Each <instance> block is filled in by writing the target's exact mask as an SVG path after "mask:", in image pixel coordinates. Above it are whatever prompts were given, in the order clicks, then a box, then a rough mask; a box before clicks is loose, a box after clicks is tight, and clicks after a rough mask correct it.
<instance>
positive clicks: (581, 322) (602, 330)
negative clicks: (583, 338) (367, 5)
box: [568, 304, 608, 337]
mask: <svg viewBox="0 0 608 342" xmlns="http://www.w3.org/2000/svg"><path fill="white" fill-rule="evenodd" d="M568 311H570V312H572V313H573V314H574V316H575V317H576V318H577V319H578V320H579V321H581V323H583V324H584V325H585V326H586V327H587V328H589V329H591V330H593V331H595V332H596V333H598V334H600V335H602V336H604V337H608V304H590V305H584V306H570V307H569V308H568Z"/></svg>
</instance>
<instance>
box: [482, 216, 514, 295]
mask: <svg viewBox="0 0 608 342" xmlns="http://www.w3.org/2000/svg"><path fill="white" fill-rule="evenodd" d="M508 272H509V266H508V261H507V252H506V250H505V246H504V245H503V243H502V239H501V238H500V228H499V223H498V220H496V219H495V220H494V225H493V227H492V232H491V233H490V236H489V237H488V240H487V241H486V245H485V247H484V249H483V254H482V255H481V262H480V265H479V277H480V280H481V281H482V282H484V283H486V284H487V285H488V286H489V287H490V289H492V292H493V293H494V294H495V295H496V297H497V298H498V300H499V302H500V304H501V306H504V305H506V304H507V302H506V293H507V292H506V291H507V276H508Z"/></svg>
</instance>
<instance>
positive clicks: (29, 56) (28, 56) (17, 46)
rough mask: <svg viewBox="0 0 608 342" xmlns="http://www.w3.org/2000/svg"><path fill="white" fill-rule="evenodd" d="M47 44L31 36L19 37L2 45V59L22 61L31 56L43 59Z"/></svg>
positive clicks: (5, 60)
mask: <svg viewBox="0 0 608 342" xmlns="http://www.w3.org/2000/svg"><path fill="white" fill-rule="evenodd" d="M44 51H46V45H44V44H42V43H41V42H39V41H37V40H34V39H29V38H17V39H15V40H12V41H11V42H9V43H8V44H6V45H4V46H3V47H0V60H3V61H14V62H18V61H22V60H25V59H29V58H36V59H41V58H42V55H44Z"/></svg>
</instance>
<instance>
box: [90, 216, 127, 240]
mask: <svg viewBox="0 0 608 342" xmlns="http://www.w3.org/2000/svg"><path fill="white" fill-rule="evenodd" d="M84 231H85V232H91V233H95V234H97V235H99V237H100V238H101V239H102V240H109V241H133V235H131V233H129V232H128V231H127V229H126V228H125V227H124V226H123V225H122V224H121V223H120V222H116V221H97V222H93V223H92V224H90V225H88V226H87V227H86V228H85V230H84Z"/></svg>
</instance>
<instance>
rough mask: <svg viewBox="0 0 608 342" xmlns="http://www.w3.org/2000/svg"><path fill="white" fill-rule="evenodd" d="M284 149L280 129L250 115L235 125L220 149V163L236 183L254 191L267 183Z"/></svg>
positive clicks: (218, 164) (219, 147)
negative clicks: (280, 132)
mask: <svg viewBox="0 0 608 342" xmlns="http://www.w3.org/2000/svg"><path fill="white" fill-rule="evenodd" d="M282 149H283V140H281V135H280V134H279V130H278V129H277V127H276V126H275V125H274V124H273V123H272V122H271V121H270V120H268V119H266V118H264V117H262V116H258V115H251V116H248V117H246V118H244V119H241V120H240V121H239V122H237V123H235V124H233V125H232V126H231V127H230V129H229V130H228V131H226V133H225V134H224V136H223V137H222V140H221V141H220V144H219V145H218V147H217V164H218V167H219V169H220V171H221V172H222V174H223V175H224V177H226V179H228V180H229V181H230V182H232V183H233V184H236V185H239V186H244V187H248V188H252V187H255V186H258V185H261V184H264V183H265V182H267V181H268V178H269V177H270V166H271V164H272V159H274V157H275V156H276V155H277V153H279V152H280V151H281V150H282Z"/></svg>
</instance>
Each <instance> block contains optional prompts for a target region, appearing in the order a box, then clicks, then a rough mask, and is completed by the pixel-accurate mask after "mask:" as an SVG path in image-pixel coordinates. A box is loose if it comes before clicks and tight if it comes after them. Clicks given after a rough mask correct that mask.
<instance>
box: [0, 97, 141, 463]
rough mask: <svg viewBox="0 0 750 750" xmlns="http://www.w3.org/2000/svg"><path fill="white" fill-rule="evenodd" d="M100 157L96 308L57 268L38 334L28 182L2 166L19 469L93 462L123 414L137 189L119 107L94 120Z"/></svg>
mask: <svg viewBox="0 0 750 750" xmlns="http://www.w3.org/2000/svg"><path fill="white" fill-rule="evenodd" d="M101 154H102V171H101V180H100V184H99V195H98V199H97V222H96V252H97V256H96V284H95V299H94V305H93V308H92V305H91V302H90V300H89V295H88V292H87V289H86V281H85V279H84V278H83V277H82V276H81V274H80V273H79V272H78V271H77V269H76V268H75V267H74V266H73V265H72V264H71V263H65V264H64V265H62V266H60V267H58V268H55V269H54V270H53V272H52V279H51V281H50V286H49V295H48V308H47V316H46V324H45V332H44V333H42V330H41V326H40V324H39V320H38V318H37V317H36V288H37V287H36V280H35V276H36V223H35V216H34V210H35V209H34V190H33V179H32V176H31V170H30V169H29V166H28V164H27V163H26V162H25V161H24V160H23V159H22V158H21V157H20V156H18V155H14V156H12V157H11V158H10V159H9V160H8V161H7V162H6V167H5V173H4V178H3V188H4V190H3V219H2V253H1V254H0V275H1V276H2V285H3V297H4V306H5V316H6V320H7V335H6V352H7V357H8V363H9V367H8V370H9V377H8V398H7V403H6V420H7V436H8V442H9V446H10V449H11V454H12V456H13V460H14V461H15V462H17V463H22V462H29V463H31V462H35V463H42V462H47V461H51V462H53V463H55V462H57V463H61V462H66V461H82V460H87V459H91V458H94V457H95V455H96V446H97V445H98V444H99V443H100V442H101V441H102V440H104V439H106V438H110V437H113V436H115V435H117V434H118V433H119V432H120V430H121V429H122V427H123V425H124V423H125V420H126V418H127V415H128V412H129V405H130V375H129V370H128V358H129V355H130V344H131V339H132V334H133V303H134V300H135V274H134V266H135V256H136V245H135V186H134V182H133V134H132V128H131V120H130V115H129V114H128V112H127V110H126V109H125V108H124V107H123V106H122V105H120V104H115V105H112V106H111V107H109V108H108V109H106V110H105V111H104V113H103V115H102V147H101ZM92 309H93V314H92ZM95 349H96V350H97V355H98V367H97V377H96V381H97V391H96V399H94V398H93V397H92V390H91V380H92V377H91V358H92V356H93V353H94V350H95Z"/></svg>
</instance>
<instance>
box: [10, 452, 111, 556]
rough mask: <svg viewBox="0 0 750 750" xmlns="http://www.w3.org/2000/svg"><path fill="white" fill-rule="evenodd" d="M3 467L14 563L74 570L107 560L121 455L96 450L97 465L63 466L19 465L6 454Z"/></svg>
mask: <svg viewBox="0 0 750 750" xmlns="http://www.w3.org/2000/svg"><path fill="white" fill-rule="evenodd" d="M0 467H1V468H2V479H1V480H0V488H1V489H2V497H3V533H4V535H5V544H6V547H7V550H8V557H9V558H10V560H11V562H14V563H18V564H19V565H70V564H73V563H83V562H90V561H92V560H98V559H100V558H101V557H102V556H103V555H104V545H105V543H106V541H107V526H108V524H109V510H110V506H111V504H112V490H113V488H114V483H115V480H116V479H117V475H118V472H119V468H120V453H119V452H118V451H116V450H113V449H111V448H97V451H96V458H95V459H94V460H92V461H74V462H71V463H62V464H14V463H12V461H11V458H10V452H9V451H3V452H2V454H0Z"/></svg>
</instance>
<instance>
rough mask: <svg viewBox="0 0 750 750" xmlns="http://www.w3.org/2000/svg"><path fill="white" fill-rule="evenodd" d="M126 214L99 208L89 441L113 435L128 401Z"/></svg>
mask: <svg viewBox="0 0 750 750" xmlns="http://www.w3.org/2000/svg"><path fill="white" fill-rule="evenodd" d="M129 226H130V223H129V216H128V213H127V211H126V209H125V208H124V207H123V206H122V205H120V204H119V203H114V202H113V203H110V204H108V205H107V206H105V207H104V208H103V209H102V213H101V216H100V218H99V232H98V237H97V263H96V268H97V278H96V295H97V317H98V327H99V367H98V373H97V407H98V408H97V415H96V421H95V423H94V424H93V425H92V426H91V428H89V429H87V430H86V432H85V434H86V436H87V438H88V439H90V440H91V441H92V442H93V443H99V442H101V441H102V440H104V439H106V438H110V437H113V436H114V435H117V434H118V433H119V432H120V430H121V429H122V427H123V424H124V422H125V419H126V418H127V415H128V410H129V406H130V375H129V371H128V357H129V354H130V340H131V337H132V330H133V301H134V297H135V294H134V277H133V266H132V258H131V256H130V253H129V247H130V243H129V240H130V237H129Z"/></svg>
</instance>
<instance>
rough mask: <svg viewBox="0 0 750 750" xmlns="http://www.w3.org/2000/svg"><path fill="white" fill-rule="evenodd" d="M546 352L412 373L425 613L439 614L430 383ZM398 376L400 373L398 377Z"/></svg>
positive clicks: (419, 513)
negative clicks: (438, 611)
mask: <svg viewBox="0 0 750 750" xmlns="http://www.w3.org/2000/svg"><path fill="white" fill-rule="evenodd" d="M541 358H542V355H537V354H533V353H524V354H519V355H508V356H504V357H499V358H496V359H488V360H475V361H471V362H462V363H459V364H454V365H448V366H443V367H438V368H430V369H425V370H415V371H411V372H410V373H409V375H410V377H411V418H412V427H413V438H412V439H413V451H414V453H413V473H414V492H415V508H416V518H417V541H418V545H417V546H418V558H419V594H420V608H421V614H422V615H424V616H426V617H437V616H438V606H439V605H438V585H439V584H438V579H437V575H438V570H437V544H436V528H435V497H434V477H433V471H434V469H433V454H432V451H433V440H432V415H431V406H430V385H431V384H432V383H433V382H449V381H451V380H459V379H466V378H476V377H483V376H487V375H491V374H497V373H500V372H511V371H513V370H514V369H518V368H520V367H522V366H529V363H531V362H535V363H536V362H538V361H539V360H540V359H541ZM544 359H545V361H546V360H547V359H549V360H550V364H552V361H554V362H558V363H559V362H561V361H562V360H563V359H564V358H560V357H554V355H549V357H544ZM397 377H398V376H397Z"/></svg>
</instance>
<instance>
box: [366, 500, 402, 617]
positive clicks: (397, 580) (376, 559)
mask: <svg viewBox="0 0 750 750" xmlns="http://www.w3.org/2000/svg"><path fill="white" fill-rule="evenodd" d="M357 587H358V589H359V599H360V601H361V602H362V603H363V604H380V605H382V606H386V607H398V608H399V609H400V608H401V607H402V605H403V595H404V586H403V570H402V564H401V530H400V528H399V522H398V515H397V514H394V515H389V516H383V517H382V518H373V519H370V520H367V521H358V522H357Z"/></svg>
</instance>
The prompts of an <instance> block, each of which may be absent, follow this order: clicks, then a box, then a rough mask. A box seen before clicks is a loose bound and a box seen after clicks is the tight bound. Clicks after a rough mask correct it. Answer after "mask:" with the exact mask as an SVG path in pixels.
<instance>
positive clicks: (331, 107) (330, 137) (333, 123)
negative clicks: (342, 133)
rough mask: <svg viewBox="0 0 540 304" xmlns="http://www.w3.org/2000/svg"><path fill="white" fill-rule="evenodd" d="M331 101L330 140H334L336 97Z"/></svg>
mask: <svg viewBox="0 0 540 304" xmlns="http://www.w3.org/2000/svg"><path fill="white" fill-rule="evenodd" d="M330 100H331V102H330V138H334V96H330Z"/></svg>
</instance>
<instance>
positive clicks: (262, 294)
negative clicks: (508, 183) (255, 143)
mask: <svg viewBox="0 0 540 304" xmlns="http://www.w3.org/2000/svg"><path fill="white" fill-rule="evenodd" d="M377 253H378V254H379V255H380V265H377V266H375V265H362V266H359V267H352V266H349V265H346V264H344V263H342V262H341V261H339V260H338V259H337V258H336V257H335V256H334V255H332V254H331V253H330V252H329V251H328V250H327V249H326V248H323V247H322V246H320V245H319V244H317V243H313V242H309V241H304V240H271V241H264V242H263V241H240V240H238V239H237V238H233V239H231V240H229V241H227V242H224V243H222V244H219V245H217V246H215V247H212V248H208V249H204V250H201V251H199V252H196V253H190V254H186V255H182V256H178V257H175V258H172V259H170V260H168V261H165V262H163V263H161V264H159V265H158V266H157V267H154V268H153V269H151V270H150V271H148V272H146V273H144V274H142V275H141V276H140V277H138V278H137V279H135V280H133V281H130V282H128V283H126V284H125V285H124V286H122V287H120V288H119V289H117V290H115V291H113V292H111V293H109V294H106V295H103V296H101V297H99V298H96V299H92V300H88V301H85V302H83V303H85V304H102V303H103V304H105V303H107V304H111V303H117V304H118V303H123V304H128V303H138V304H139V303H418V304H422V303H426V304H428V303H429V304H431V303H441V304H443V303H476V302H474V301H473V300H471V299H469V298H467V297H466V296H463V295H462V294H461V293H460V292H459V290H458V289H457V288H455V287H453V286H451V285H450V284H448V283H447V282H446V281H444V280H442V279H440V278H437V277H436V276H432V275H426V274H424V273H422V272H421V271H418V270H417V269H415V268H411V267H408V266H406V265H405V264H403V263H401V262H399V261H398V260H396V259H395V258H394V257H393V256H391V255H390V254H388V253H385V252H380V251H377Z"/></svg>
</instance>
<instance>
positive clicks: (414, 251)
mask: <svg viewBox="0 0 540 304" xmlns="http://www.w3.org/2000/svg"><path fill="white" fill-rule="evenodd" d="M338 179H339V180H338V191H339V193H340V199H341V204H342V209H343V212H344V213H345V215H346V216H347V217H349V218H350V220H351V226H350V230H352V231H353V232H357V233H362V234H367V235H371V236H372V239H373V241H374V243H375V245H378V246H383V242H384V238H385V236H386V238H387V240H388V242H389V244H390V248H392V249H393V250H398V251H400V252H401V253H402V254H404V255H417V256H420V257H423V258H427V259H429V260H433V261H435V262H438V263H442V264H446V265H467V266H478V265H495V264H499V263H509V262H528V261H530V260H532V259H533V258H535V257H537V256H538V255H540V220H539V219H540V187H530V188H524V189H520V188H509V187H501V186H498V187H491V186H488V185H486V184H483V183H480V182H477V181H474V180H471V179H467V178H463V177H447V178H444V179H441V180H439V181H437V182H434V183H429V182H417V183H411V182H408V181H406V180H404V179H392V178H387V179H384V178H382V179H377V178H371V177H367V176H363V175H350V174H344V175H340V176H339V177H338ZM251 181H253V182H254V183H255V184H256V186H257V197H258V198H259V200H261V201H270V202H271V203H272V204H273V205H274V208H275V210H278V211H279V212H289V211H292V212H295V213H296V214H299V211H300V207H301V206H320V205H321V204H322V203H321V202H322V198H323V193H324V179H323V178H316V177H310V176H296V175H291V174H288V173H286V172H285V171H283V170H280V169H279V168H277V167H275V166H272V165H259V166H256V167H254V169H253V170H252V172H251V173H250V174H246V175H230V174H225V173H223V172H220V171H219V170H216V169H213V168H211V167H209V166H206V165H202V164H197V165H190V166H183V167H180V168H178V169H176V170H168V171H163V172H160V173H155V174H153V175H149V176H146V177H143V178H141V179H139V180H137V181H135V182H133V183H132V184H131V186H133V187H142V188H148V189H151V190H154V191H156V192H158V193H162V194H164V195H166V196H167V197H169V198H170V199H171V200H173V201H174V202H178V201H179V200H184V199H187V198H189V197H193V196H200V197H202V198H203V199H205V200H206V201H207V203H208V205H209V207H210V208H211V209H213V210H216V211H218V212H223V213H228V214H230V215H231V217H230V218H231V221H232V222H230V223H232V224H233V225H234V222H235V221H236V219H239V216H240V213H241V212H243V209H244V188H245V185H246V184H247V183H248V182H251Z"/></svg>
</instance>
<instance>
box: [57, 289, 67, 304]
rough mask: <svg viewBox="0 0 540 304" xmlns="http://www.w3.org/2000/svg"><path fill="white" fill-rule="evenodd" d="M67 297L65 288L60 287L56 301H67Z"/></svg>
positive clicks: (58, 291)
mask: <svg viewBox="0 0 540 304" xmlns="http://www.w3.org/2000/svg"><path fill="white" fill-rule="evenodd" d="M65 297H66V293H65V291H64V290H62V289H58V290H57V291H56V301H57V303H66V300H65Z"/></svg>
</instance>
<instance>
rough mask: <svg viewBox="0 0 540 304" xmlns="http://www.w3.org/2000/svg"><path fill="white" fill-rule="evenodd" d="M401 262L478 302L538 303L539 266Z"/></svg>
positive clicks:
——————
*TASK TO COMPLETE*.
Throughout the listing above, count the lines where the word "correct" appears, then reply with that count and no other words.

*ANSWER*.
3